[Start of Attachment]

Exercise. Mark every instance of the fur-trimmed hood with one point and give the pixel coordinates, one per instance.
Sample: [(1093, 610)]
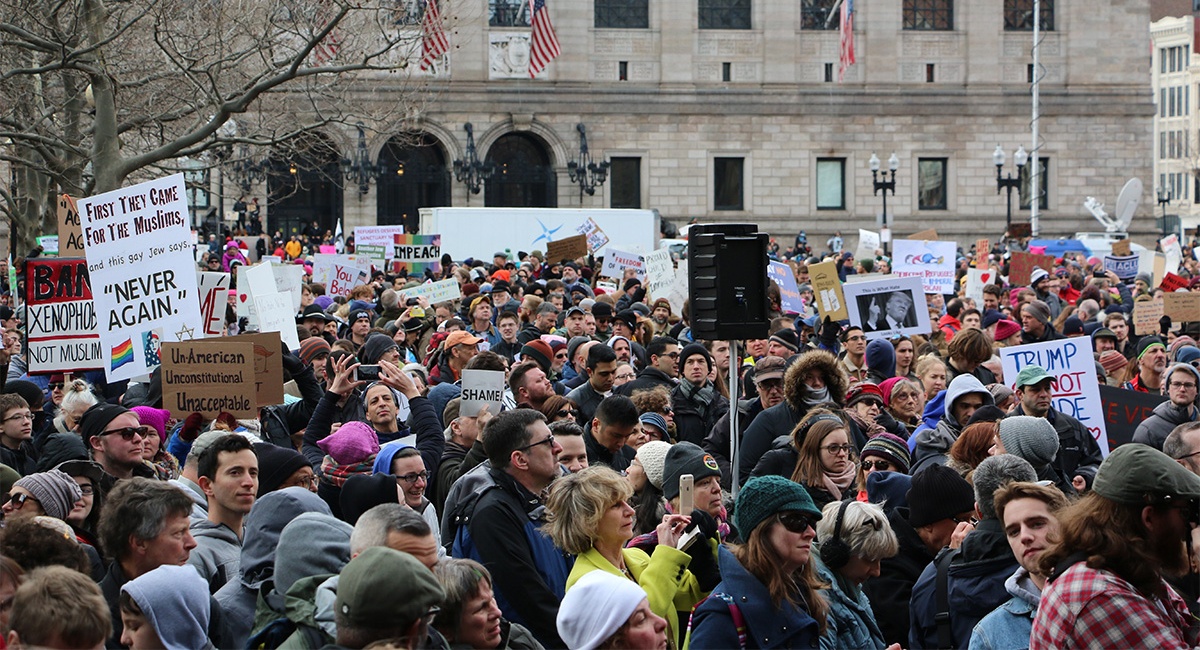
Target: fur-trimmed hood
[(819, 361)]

[End of Attachment]
[Start of Attachment]

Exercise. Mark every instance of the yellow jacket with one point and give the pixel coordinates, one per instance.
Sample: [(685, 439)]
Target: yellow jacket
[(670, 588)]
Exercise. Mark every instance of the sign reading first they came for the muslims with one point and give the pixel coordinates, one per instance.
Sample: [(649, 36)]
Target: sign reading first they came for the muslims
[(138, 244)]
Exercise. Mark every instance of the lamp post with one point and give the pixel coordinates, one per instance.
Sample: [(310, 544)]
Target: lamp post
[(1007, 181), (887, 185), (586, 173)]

[End of Attachment]

* WORK INSTRUCTION
Tallying every line that holds the string "point", report the total for the records and nothing else.

* FINISHED EXERCISE
4